=== STATED GOAL ===
Rewrite the entries from the line containing "Where can you spot the shirt" through the final entry, inclusive, leaving the requests unchanged. Scale every x and y coordinate in the answers by 0.8, rounding to whole numbers with halves going up.

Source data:
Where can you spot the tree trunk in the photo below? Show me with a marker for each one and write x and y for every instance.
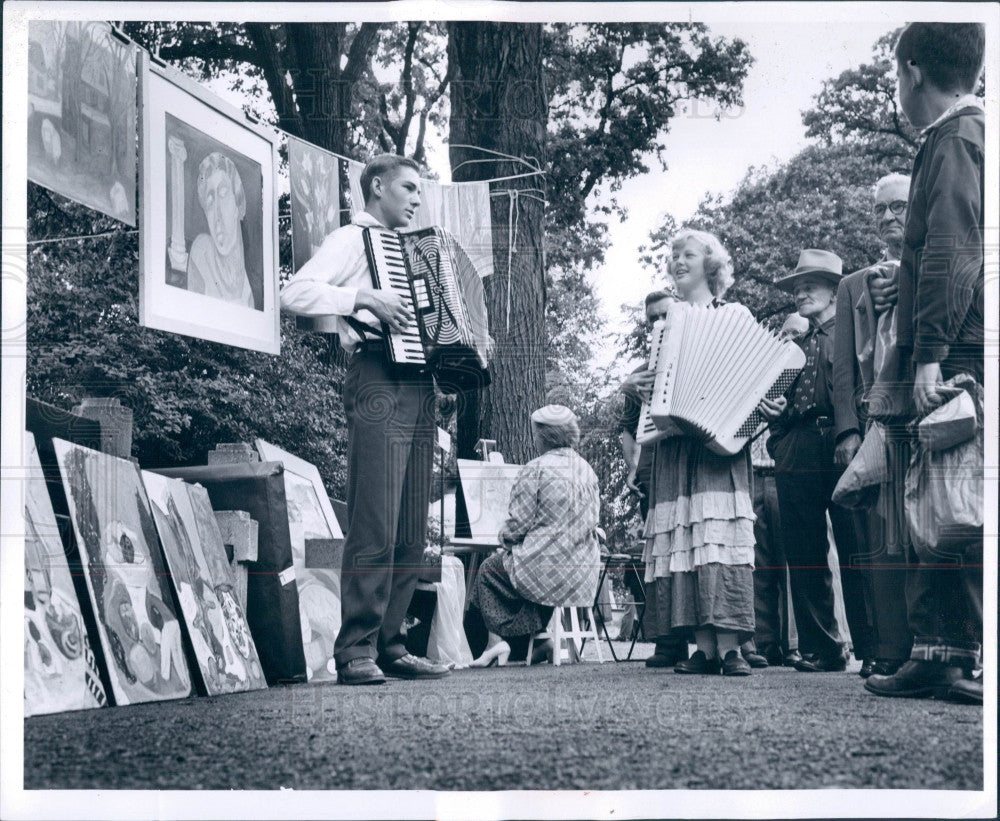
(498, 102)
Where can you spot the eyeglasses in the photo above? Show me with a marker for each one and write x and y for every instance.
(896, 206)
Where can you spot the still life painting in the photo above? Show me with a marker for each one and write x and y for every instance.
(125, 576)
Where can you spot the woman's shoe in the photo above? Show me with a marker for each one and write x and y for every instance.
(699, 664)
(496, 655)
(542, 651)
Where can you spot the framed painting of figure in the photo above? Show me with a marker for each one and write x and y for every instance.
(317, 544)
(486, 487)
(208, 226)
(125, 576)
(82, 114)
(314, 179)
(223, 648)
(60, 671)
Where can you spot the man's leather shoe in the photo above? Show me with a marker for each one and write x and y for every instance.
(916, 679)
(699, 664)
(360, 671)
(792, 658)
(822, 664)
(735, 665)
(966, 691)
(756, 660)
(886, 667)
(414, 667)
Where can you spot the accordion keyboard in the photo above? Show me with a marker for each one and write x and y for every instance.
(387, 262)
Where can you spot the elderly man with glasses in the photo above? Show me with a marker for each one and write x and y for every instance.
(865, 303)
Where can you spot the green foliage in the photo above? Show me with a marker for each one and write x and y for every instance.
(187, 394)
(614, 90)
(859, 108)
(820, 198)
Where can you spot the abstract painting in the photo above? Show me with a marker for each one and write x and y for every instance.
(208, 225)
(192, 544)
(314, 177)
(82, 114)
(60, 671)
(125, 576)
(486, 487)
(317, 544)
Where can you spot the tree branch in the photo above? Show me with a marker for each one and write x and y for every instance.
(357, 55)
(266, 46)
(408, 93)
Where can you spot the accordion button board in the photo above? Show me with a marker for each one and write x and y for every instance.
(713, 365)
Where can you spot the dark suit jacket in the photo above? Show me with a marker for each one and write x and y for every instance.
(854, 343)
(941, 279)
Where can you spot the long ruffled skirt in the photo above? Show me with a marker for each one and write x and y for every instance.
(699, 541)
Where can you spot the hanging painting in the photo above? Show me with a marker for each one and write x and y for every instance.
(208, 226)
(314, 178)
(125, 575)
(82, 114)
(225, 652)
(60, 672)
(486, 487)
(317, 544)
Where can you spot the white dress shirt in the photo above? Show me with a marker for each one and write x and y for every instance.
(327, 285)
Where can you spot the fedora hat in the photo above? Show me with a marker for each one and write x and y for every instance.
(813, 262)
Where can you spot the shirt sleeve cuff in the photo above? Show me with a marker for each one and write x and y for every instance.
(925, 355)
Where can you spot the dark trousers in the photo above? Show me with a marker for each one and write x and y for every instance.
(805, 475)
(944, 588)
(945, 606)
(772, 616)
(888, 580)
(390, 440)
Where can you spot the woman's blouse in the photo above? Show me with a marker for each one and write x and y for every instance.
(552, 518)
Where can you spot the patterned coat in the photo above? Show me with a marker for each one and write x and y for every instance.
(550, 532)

=== FINISHED EXERCISE ===
Where can you spot the shirt sleeve cuff in the photo above? Show me with a marker for each one and write x and y for every instance.
(740, 284)
Where can you spot the dark trousers in the photo above? Show me with a marker for each one and write x and y for every instance.
(644, 380)
(755, 470)
(756, 485)
(618, 493)
(710, 464)
(312, 352)
Where can you spot the woman's blouse in the photo above? Show me with a marker for each one and write x and y for every instance.
(442, 414)
Where can you spot the patterned coat in the photo above? Show me with a marker for each one and write x and y for every instance.
(440, 426)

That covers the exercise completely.